» **INSTRUCTIONS TO FOLLOW**: Please rescale the part of the material below that opens with the line containing "Tag the white" and closes with the line containing "Target: damaged shelter". Write out every line of that part, both ends included, and change only the answer coordinates: multiply each one by 1.5 and round it to a whole number, with halves rounded up.
[Start INPUT RECORDS]
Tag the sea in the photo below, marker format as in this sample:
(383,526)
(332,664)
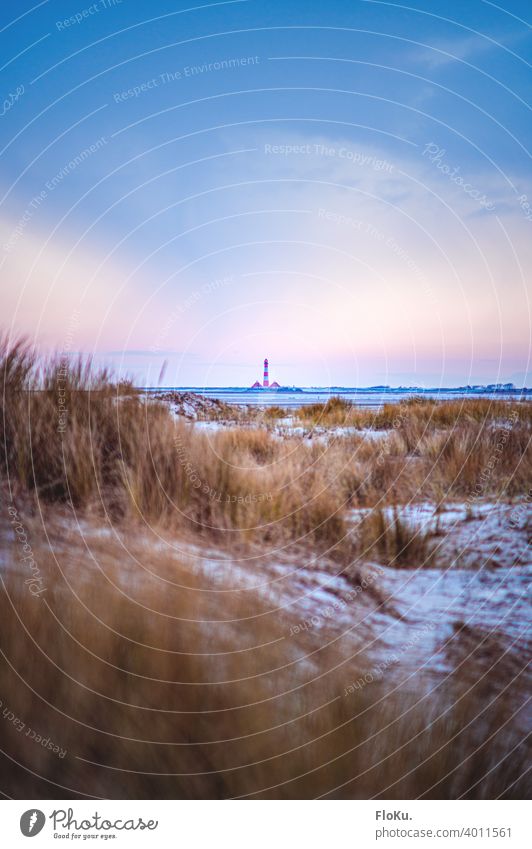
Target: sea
[End INPUT RECORDS]
[Start INPUT RECORDS]
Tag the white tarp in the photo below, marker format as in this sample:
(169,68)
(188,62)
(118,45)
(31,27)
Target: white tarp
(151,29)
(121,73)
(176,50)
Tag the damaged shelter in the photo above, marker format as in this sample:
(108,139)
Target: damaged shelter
[End INPUT RECORDS]
» **FINAL RESULT**:
Tag the white tarp in the photo below, marker format as in this sample:
(169,68)
(188,62)
(118,45)
(31,27)
Target: white tarp
(227,44)
(182,110)
(264,75)
Tag the damaged shelter in the photo above, marker format as in this sample:
(108,139)
Target: damaged shelter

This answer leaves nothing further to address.